Results  Mean ± SD decreased by 7.7 ± 3.5 mmHg (30%), from 25.5± 2.5 mmHg to 17.9 ± 2.8 mmHg (P<.001). Only 2 eyes (4%) did not respond to selective laser trabeculoplasty, and 3 eyes (7%) required topical medications to control their IOP at the end of the follow-up period. Forty eyes (89%) had a decrease of 5 mmHg or more. Visual acuity, visual fields, and gonioscopic findings remained unchanged. Complications included conjunctival redness and injection within 1 day postoperatively in 30 eyes (67%). One hour after selective laser trabeculoplasty, an increase in IOP of more than 5 mmHg was detected in 5 eyes (11%), while an increase in IOP between 2 and 5 mmHg was measured in 3 eyes (7%).

Conclusion  Selective laser trabeculoplasty is effective and safe as a primary treatment for patients with ocular hypertension and open-angle glaucoma.
+ + +
- **Tasks and exercises**
[a] Answer these questions from the trabeculoplasty summary, one line each:
(i) How many eyes had an IOP decrease of 5 mmHg or more?
(ii) How many eyes needed topical medications to control their IOP at the end of the follow-up period?
(iii) For which patients does the conclusion call selective laser trabeculoplasty effective and safe as a primary treatment?
[b] Resume the trabeculoplasty summary from its final sentence, writing a few sentences that carry it forward.
The rows play no part in this work.

[Stored data entries]
+ + +
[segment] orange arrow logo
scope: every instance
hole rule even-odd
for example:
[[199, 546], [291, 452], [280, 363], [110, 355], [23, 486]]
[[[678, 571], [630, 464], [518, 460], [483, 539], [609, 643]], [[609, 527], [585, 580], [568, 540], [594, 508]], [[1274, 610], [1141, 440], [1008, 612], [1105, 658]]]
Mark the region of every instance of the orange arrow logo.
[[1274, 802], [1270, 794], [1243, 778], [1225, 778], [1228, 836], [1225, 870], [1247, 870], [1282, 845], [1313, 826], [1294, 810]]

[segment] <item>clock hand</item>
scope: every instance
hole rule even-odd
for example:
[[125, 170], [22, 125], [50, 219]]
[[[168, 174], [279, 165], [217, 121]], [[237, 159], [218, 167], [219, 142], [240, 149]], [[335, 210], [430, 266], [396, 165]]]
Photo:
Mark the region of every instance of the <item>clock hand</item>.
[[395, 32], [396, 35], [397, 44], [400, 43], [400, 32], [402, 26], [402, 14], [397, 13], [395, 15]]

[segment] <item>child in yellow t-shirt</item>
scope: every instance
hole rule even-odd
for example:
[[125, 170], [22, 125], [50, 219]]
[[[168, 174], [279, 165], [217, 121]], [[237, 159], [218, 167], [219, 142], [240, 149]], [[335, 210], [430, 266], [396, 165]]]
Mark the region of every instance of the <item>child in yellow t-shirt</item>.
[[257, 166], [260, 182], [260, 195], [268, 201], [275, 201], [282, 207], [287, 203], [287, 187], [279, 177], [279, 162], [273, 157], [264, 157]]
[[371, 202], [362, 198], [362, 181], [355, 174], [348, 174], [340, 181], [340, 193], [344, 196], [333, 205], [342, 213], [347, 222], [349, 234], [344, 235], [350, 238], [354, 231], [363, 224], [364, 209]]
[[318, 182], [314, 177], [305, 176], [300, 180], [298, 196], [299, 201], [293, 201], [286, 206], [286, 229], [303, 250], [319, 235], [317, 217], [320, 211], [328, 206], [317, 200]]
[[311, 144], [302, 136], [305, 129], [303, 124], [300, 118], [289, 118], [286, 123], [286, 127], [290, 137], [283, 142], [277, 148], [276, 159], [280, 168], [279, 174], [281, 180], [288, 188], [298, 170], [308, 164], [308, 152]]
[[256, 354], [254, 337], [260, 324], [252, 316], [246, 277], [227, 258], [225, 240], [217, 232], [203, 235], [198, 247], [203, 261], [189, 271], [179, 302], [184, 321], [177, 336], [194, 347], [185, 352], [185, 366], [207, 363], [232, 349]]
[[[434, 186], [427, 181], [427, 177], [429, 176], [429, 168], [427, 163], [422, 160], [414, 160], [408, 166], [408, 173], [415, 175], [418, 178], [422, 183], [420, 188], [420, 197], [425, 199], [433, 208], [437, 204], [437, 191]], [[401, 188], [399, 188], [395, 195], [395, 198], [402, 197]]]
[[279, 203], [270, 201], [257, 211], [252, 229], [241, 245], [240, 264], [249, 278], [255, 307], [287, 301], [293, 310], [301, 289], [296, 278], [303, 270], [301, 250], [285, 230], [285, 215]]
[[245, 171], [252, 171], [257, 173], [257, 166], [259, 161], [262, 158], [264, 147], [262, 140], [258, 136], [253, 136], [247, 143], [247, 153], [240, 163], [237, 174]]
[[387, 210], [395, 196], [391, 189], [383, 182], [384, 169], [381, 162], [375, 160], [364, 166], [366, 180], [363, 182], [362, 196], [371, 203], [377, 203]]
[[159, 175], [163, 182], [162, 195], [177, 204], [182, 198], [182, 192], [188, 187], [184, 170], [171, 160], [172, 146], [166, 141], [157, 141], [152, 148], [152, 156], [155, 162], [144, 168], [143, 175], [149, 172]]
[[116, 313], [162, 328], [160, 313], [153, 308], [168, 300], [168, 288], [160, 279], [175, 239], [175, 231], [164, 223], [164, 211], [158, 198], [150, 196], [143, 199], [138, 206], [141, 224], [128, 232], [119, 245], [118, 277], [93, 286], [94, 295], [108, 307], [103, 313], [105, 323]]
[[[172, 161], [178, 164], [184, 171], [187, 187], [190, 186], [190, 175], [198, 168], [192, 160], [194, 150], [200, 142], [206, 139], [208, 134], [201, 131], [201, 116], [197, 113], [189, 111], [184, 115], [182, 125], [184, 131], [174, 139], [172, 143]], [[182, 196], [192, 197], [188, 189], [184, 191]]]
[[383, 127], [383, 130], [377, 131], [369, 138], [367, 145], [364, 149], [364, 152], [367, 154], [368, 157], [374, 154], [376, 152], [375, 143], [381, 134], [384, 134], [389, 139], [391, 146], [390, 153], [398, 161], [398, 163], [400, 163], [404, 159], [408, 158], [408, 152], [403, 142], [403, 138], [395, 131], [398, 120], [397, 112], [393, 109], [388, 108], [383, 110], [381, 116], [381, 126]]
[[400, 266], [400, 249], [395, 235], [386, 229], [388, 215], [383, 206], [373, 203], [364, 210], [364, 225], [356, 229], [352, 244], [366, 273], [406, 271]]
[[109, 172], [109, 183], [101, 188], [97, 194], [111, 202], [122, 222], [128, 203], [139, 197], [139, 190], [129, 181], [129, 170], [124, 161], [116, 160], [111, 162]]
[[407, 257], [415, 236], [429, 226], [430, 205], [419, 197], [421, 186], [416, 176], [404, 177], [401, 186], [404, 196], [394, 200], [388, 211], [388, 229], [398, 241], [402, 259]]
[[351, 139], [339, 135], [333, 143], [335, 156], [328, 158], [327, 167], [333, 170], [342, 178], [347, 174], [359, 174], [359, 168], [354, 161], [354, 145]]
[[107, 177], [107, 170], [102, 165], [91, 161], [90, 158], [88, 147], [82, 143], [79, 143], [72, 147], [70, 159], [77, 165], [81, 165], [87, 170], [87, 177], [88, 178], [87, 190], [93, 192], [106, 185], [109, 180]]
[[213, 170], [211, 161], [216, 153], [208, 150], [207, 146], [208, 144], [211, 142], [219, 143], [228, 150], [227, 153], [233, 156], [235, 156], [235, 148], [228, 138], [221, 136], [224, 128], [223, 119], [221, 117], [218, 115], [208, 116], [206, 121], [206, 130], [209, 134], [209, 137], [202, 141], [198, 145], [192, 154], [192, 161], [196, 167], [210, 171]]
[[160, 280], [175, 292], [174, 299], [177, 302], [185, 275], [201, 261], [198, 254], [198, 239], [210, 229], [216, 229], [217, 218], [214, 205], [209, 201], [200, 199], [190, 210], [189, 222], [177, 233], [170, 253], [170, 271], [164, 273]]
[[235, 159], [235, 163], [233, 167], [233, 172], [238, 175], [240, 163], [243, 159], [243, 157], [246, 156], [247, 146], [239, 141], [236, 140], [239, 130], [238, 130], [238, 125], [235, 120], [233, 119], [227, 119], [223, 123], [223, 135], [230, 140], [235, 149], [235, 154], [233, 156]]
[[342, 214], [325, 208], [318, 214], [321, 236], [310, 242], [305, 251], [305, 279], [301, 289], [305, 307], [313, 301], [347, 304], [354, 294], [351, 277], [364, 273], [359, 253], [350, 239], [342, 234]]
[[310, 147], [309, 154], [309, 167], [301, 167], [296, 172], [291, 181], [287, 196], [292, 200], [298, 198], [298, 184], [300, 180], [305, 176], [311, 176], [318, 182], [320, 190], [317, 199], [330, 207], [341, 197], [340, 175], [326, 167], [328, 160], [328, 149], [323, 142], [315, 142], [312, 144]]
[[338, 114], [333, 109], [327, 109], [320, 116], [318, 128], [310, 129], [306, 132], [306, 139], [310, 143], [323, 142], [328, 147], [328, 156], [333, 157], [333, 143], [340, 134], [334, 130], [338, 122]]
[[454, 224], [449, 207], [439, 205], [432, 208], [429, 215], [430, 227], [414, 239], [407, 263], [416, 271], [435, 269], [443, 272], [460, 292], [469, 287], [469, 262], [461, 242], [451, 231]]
+ + +
- **Responses to the tasks**
[a]
(i) Forty eyes (89%).
(ii) Three eyes (7%).
(iii) Patients with ocular hypertension and open-angle glaucoma.

[b]
ARGON LASER trabeculoplasty (ALT) was first described by Wise and Witter1 and has become accepted as a treatment modality for open-angle glaucoma. Other lasers have also been used for that purpose, including krypton red, diode laser (810 nm), and continuous-wave Nd:YAG (1064 nm), all with similar success rates.24

Although the mechanism of laser trabeculoplasty in lowering intraocular pressure (IOP) remains unclear, the role of enhanced biological activity in the trabecular meshwork (TM) has been suggested. Histologic studies have shown coagulation damage to the TM treated with photocoagulative lasers.57 A different approach was introduced by Melamed et al8 and Epstein et al, 9 who used Q-switched Nd:YAG laser to puncture the TM (goniopuncture), but with limited success in primary open-angle glaucoma.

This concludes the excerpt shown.